Texte extrait:
══════════
I I Promessi Sposi (1827) le fameux roman historique de Manzoni qui nous ramène en 1630 à Milan, sous domination espagnole. On lira surtout les chap. XXXI et XXXII. On relèvera plusieurs manifestations sociales et psychologiques de cette épidémie de peste : la recherche des causes ou plutôt l’origine de la diffusion épidémique, ici les fêtes pour la naissance de l’Infant don Carlos, fils de Philippe IV d’Espagne ; mais aussi tous les « signes » avant-coureurs (passage d’une comète en particulier, pronostics divers d’astrologues …). On notera de même l’idée d’une psychose collective qui s’empare de la cité, par peur des empoisonnements. La mort nombreuse est aussi une réalité, avec les chars surchargés de cadavres, emmenés par des employés de la ville (monatti). Un orage soudain coïncidera avec la fin de l’épidémie (chap. XXXVIII) et Renzo pourra enfin retrouver Lucia qui, entre temps, a guéri.

 

J Juvenal Urbino, médecin, formé en partie à Paris (voir plus bas Proust), un des personnages principaux de L’amour aux temps du choléra de Gabriel García Márquez. Dans la petite ville des Caraïbes où il officie, la méthode pour lutter contre le choléra, relativement fréquent, est celle des coups de canons (cañonazos), un tous les quarts d’heure. Il conseillera d’épargner la poudre et de la réserver aux « libéraux » quand ils reviendront… Il finira ses jours, dégringolant d’une échelle, alors qu’il voulait attraper le perroquet de la maison.
══════════
(Éléments d'identification de lieux)

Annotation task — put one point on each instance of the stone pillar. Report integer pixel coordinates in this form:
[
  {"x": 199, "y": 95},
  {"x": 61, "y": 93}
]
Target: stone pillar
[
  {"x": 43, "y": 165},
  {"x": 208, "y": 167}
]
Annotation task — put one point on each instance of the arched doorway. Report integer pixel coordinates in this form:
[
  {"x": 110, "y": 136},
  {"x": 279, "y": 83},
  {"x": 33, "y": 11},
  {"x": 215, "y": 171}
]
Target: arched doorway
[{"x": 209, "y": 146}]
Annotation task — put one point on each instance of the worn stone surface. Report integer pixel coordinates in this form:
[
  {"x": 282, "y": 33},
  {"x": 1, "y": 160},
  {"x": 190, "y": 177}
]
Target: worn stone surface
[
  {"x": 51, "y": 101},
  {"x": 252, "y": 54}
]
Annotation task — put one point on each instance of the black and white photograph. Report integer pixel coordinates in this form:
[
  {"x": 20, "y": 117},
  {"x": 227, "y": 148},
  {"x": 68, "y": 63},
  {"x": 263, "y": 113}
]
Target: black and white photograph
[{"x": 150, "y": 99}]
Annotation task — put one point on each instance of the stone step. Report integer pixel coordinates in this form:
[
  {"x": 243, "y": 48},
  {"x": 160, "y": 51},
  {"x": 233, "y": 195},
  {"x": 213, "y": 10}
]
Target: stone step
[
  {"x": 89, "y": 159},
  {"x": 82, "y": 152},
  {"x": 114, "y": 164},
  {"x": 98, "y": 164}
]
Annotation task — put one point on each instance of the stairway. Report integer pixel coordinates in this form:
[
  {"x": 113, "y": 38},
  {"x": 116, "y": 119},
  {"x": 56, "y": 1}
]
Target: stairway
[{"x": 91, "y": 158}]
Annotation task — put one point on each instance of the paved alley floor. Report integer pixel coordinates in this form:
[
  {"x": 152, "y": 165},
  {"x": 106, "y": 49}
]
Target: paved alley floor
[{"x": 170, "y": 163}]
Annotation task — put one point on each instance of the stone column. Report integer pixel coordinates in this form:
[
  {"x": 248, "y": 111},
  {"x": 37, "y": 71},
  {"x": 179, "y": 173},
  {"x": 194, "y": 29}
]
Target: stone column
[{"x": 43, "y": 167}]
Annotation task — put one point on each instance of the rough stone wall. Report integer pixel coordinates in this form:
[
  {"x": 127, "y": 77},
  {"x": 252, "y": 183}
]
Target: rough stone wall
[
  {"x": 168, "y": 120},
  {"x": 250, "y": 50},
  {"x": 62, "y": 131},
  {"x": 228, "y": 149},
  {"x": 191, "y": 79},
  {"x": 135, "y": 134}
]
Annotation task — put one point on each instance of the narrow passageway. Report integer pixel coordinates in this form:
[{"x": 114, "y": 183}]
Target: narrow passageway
══════════
Exercices:
• A. Quels chapitres du roman de Manzoni le texte extrait cite-t-il ? Donnez-les tous.
• B. Recopiez fidèlement un passage du texte extrait : commencez aux mots « J Juvenal Urbino, médecin, formé » et arrêtez-vous après « de la maison. ».
• C. D'après le texte extrait, quelle méthode emploie-t-on contre le choléra dans la petite ville des Caraïbes où officie Juvenal Urbino ?
Ces enregistrements proviennent d'une autre source.

Corrigés:
• A. XXXI, XXXII, XXXVIII

• B.
J Juvenal Urbino, médecin, formé en partie à Paris (voir plus bas Proust), un des personnages principaux de L’amour aux temps du choléra de Gabriel García Márquez. Dans la petite ville des Caraïbes où il officie, la méthode pour lutter contre le choléra, relativement fréquent, est celle des coups de canons (cañonazos), un tous les quarts d’heure. Il conseillera d’épargner la poudre et de la réserver aux « libéraux » quand ils reviendront… Il finira ses jours, dégringolant d’une échelle, alors qu’il voulait attraper le perroquet de la maison.

• C. Des coups de canon, tirés un tous les quarts d'heure.